--- Фрагмент текста ---

Джозеф обладала способностью в мельчайших подробностях размышлять о ситуациях, которые она переживала в собственной работе или которые описывали другие; это мастерство и сделало ее столь широко известной. Очень внимательно слушать, сделать несколько заметок и постараться представить себе на основе материала психическую активность пациента и аналитика во время сеанса – это ее стиль. Ей было чрезвычайно интересно нащупывать путь во внутренний мир пациента, чтобы представить себе, что он или она думает и чувствует по поводу аналитика, когда реагирует на какую-либо реплику. Ее не очень интересовали обширные теории или расплывчатые описания происходящего, которые мог предложить докладчик; она хотела услышать материал и понять, как пациент и аналитик реагировали друг на друга. Это был исключительно животворный опыт – наблюдать, что и как приходит Джозеф в голову. Вопреки некоторым ожиданиям я обнаружил, что она, опираясь на представленную мною работу, одинаково точно улавливала и те моменты, когда я упускал еле заметную «позитивную» реакцию моих пациентов на то, что я говорю, и моменты их «негативной» реакции, выдвигая свои возражения к работе. Как и Фрейд, она обладала неутолимым любопытством. Как и он, она очень серьезно относилась к сопротивлению как к вполне объяснимому проявлению любого пациента, которому она была способна сопереживать. Это нам очень помогало.

--- Исходный материал ---

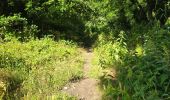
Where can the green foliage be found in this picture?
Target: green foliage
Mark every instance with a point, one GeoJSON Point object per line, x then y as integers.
{"type": "Point", "coordinates": [41, 67]}
{"type": "Point", "coordinates": [18, 27]}
{"type": "Point", "coordinates": [143, 73]}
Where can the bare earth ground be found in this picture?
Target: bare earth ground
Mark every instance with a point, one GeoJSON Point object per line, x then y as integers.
{"type": "Point", "coordinates": [87, 88]}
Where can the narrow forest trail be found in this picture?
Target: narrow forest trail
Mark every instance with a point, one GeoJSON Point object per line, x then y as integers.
{"type": "Point", "coordinates": [87, 88]}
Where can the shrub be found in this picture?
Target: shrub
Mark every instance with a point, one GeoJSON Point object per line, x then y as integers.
{"type": "Point", "coordinates": [17, 26]}
{"type": "Point", "coordinates": [41, 67]}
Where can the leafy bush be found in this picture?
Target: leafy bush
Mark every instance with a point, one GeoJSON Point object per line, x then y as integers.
{"type": "Point", "coordinates": [17, 26]}
{"type": "Point", "coordinates": [41, 67]}
{"type": "Point", "coordinates": [143, 73]}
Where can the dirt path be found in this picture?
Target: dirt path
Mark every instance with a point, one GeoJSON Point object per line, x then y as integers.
{"type": "Point", "coordinates": [87, 88]}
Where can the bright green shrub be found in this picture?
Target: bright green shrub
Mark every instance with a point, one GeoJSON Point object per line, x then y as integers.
{"type": "Point", "coordinates": [41, 67]}
{"type": "Point", "coordinates": [146, 76]}
{"type": "Point", "coordinates": [18, 27]}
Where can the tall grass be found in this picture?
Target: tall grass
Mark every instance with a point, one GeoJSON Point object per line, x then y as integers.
{"type": "Point", "coordinates": [38, 69]}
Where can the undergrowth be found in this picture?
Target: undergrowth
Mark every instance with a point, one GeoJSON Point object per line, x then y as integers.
{"type": "Point", "coordinates": [142, 72]}
{"type": "Point", "coordinates": [38, 69]}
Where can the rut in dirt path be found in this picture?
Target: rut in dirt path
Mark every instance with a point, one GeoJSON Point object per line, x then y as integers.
{"type": "Point", "coordinates": [87, 88]}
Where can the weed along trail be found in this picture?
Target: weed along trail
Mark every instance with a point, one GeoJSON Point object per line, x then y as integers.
{"type": "Point", "coordinates": [86, 88]}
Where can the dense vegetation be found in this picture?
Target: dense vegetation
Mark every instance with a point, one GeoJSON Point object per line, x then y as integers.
{"type": "Point", "coordinates": [130, 36]}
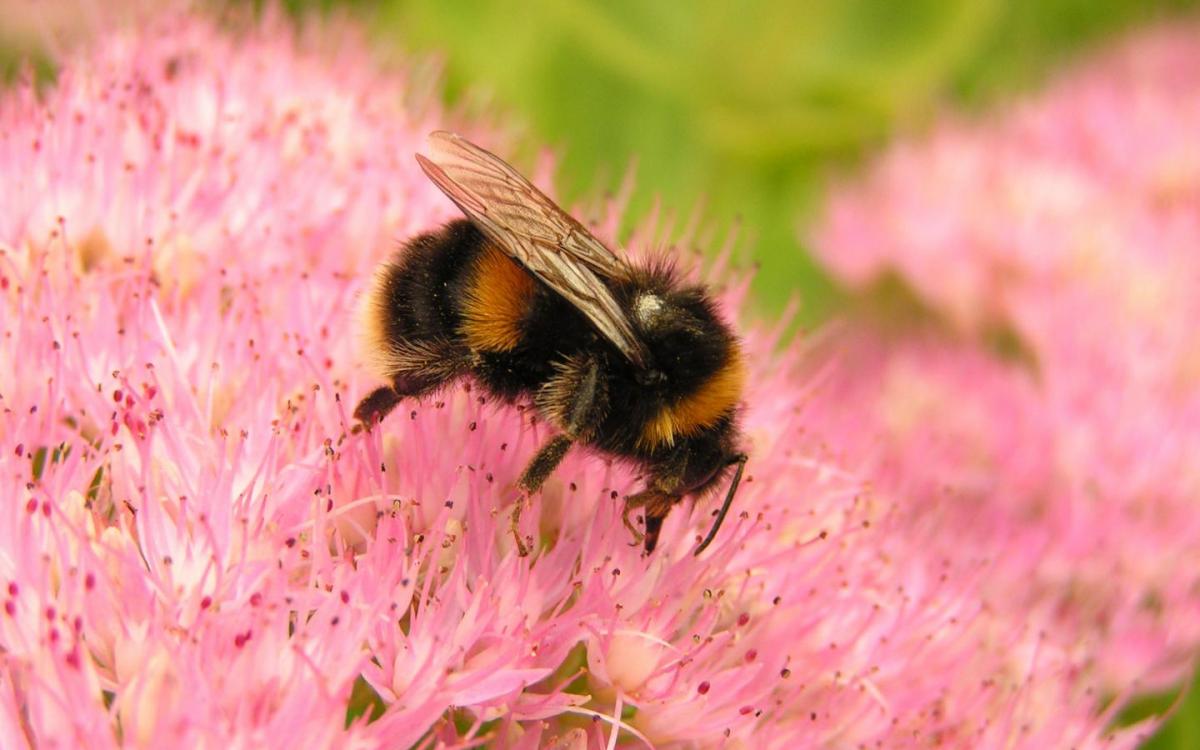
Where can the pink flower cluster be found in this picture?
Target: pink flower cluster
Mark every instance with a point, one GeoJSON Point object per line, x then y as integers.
{"type": "Point", "coordinates": [1071, 226]}
{"type": "Point", "coordinates": [195, 550]}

---

Какие действия фрагмент о Джозеф называет ее стилем? Перечислите все. Материал для этого не нужен.

- Очень внимательно слушать.
- Сделать несколько заметок.
- Постараться представить себе на основе материала психическую активность пациента и аналитика во время сеанса.